= WORK ITEM =
Reproduce word for word the part of the news report on the foiled Paris attack plot that starts at "A police station" and ends at "Ramadan this weekend.".

= SOURCE TEXT =
· · · ·

Ramadan terror plot THWARTED: ISIS planned ‘violent’ attack on French palace say police

According to AFP, the suspects had several targets, the unnamed source said, but their overall objective was to launch an attack on security forces, namely those “standing guard outside the Elysée Palace”.

The men, arrested last Friday on suspicion of acquiring weapons “with a view to committing a terrorist act” are currently in provisional detention and awaiting trial. 

The would-be terrorists, who had been under police surveillance since early February, were spotted outside the Elysée Palace in central Paris on a reconnaissance mission shortly before their arrest.

A police station in the gritty suburb of Aulnay-sous-Bois in northern Paris was also on their list of targets, according to the source. 

The attack was due to be carried out “in the coming days,” the Paris prosecutor’s office said as it confirmed the foiled terror plot on Monday. 

 

The men reportedly wanted the assault to coincide with the start of Ramadan this weekend.  

“The attack would have targeted security personnel and would have been extremely violent,” according to French Interior Minister Christophe Castaner, who added that police had had “sufficient evidence to believe that a major attack was being planned”.

Unaware they were under close surveillance, the suspects, who are said to be members of the Islamic State (ISIS) militant group, drew the noose around their own necks when they started looking for weapons and ammunition online. 

A Kalashnikov assault rifle was found during the raids that led to their arrest, according the France’s Europe 1 radio. 

One of the suspects is a minor currently serving a probationary sentence at an educational facility after being sentenced to three years, two suspended, for attempting to join the ranks of ISIS in Syria, the Paris prosecutor’s office said.  

The other three are known to police for common law offences, according to another source close to the inquiry, which is being handled by the DGSI, France’s domestic intelligence agency.

The minor “successfully hid his persistent radicalisation from educators” and made contact with the other suspects “by electronic means”.

· · · ·

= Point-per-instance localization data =
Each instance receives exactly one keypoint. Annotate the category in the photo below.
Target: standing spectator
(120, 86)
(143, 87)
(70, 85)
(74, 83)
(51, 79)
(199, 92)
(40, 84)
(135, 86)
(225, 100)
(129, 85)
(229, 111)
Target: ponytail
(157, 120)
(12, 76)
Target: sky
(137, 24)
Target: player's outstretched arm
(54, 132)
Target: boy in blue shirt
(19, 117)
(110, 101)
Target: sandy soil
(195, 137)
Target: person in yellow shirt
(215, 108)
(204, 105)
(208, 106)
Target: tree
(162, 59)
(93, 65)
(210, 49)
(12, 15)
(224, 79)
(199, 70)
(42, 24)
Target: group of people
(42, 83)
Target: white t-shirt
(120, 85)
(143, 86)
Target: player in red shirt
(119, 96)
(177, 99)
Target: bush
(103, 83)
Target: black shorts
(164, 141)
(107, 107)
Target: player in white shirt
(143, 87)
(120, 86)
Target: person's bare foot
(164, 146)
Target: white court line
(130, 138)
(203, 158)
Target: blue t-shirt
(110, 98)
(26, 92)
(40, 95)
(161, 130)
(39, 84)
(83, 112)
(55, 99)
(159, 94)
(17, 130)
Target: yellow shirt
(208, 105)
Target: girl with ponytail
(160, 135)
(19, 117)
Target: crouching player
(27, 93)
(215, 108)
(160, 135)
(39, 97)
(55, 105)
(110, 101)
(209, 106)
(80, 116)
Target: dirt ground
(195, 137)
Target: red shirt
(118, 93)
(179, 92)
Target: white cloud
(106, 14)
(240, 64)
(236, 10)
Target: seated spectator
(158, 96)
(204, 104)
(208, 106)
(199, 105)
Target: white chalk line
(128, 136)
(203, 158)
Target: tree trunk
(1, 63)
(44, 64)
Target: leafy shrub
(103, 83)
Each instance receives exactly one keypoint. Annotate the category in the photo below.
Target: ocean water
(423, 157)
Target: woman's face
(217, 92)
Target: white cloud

· · · ·

= OUTPUT FOR THIS TASK =
A police station in the gritty suburb of Aulnay-sous-Bois in northern Paris was also on their list of targets, according to the source. 

The attack was due to be carried out “in the coming days,” the Paris prosecutor’s office said as it confirmed the foiled terror plot on Monday. 

 

The men reportedly wanted the assault to coincide with the start of Ramadan this weekend.